Exercise instructions:
- 1) In the reader comments on Vipassana retreats, what reasons does Blindia give for leaving the second retreat on the evening of the fourth day?
- 2) Continue the reader comments on Vipassana retreats from where they stop.

(Beginning of Provided text)

Yes, we have a soul, our genetic code we get from our parents, shaped by society. But run for your life when someone tries selling you Goenka's BS.

Unknown said...

I didn't pay. I applied as 'unwaged' and was placed in the 2nd built block of 3, ie not the oldest one. I did not find it particularly deprived. A challenge, yes, but nothing on the scale of, say, training for a marathon. It is only for 10 days after all. I did nothing that overturned my principles and accepted nothing beyond my own findings. Reincarnation? Who knows. Not important. I feel lighter and more centred, able to ride life's ups and downs. I have not been forced to pay or convert others or reject others who don't meditate etc. I can't vouch for whether I'm the average person you're looking for to reply here but I'm nowt special.

Vikas Nagpal said...

Sharing a nice article comparing "Vipassana as taught by Mr S N Goenka" versus "Vipassana as taught in Ajahn Chhah tradition or Ajhan Sumedho tradition"

Blindia said...

I attended the first retreat in sep2017 and on 2nd day I left. I couldn't continue as I was bored and became restless. But after coming back to home I continued anapana meditation and to my surprise my drinking habit started to reduce and by feb2018 I gave up drinking. So I applied for my second retreat in mar2018 and I stayed there till 4th day evening (this time it was due severe pain in my left hip joints and lower back (two accidents and one major surgery on my left leg)and also boredom. So only four days and I had to get treatment for my left leg for nearly 10days.

(End of Provided text)
(Beginning of Data for review)

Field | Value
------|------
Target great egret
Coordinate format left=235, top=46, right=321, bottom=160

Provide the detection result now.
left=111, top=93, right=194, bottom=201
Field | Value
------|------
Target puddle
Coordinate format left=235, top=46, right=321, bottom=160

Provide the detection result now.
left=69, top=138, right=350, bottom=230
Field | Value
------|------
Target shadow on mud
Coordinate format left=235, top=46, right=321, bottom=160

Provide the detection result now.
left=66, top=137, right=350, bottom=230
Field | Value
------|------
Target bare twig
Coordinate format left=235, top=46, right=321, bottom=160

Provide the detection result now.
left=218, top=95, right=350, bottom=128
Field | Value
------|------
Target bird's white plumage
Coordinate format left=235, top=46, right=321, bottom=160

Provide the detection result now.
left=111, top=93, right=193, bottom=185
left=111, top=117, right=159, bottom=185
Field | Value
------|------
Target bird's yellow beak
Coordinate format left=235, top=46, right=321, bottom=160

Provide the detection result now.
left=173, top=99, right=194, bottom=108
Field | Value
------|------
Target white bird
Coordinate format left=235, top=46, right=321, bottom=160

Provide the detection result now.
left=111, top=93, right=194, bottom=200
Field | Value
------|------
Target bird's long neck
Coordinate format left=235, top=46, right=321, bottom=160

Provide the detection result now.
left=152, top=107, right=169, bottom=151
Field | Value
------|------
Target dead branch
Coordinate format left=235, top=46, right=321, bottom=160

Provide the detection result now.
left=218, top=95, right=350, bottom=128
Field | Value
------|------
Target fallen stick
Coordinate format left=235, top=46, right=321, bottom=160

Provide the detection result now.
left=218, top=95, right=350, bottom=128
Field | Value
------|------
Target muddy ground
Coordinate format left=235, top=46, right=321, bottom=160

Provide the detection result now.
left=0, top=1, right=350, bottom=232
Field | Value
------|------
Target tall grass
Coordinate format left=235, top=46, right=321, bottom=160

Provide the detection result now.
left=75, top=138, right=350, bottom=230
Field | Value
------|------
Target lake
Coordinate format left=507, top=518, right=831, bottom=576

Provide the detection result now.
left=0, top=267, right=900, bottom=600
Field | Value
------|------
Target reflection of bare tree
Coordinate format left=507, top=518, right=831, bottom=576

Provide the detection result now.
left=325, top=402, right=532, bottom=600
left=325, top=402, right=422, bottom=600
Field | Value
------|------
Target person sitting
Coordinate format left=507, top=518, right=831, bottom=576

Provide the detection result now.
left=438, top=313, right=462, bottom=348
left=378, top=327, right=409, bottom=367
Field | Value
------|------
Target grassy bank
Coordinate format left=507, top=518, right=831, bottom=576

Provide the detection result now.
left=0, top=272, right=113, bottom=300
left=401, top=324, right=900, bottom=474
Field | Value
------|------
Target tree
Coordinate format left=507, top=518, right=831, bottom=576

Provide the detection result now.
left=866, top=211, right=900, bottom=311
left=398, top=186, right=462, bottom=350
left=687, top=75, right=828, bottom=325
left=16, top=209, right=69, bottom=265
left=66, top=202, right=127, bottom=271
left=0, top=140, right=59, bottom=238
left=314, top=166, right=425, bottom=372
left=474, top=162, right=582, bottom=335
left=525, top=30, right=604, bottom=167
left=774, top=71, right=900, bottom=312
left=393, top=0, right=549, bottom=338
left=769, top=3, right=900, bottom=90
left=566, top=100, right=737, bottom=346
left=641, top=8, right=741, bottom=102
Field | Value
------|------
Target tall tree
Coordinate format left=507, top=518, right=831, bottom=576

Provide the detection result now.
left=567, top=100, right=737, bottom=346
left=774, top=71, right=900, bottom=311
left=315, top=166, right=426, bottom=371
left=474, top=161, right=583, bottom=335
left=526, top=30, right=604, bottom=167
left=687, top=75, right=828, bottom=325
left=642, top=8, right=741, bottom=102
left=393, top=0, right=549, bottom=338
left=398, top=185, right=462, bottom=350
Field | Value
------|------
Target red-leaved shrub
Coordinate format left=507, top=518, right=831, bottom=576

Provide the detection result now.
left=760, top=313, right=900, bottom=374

(End of Data for review)

Answer section:
- 1) Blindia left because of severe pain in the left hip joints and lower back, which Blindia ties to two accidents and a major surgery on the left leg. Boredom was also a reason.

- 2)
But I continued with my practice of anapana and vipassana meditation and it's been 15months I ve no thought about alcohol. I've continued my practice and also stretching and exercise for my hip for 14months. This year I've applied again and this time I know I would complete 10days.
What can I say? I think mind is very clever to do things which are very difficult to understand.
I spoke to some people whom I friended during that short stay at the retreat and I found they have done 2 to 3 retreats and they didn't find it difficult at all.
Whether should I appreciate Mr.Goenkaji's effort to spread this technique of Buddha or not is up to u. I did only one session of vipassana in the retreat. My body and mind ran away from the place and situation for which it was not trained. But I knew that this doesn't mean that technique is at fault or i'm not suitable for that technique.
I can't talk about d others experience but I realize that if based on experience if things have to be judged then thousands and thousands and may be even millions have benefited so that testimony has to be trusted than the just few.
And as far as the forced stay is concerned I was let both the times and it would be impossible for them to make me stay because I was bored to the core.
What can I say I don't see cult, I don't see God in Buddha, I don't see Goenkaji as manipulator. I only see teacher in Gautama Buddha and in Goenkaji I find a person's genuine intention to give this technique to everyone. And in both Gautama Buddha and Goenkaji I see the compassion. All the points made in favour or against the technique or the retreat procedure would never be denied by Buddha. Buddha would be most happy when we make our decisions and when v r happy.
I can see lot of compassion in the discussion here. The intention to help others is so much radiant here.